WHAT THE TASK ASKS
Please rewrite the records as a JSON list of strings, starting with the line that contains "Please examine the photo and determine if any yellow" and going on through the line that contains "389 362 667 658". Give one string per line and leave out any blank lines.

INPUT DATA
┌──

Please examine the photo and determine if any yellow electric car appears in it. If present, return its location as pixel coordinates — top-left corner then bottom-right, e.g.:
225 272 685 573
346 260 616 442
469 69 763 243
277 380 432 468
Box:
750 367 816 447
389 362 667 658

└──
┌──

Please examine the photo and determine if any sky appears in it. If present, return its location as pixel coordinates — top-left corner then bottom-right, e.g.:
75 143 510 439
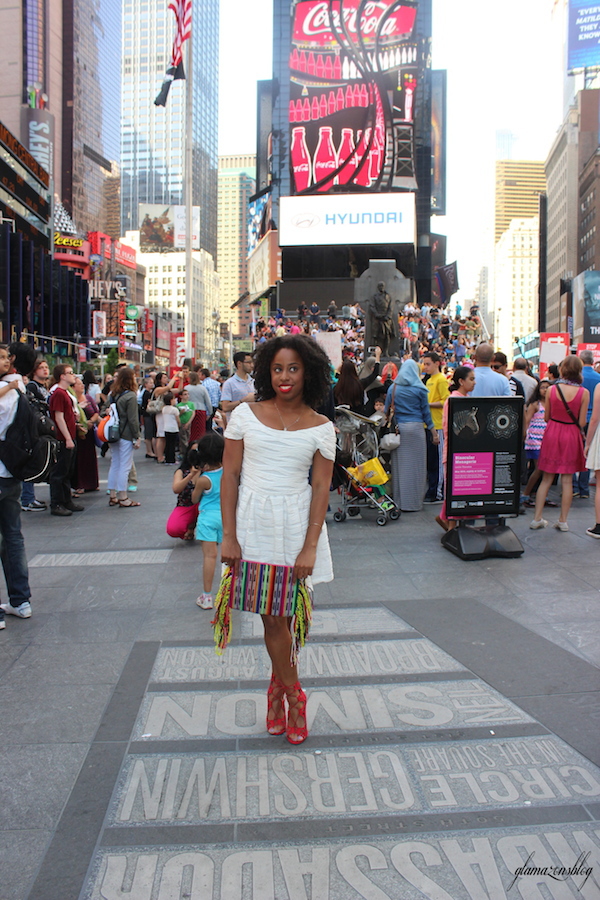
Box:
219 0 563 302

└──

THE REPLY
[
  "Please examine the photo and determine if any yellow electric car appears in it. If present, return its location as pixel coordinates — top-left corner then bottom-right, e.g.:",
  "225 272 685 573",
  "346 260 616 442",
  "469 69 763 243",
  "277 380 432 468",
  "Box:",
  "750 367 816 447",
  "389 362 667 658"
]